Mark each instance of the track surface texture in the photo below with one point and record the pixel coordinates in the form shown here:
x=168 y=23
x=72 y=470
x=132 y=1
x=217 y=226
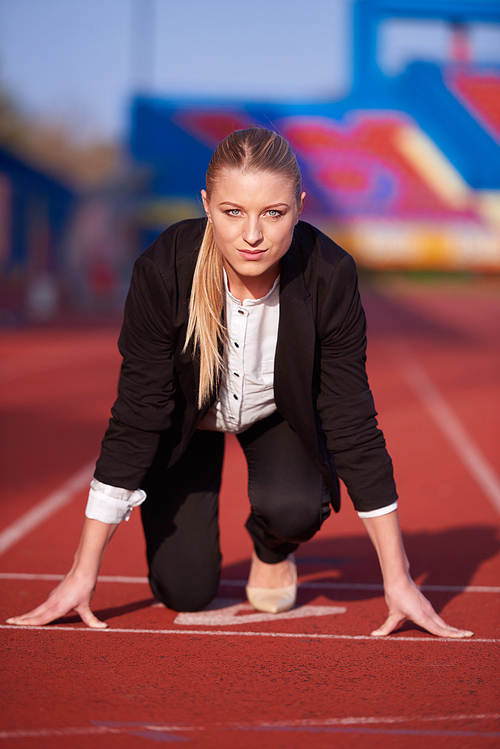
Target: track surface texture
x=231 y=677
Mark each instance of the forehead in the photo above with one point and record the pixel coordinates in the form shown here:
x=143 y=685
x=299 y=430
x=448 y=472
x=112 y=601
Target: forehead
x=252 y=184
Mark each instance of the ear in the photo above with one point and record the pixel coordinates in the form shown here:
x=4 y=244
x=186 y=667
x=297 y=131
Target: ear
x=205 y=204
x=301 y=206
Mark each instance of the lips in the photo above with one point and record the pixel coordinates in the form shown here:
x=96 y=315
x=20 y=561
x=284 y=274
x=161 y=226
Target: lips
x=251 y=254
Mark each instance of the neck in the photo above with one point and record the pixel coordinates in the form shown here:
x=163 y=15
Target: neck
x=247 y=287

============

Work instructions
Write out all of the items above word for word, leaving out the pictures.

Right answer
Mark each instance of the track surface texture in the photo below with one point and record the pixel coordinates in the form shown here:
x=168 y=23
x=72 y=470
x=132 y=1
x=217 y=226
Target: track surface texture
x=231 y=677
Mark each instance of the forehead in the photo above with one point and record the pixel coordinates in the form shown here:
x=143 y=685
x=299 y=430
x=448 y=472
x=112 y=601
Target: forehead
x=252 y=184
Mark each instance of the ear in the photo above with one point and record the pixel coordinates in the form shown here:
x=4 y=244
x=186 y=667
x=297 y=131
Target: ear
x=205 y=204
x=301 y=206
Mark each instance of the lips in the photo above with one point and record the pixel coordinates in the form shown here:
x=96 y=315
x=20 y=561
x=284 y=274
x=161 y=226
Target: lips
x=251 y=254
Mark each instance of the neck in the photo above with one point and record the pixel coordinates in the form shown here:
x=163 y=15
Target: neck
x=247 y=287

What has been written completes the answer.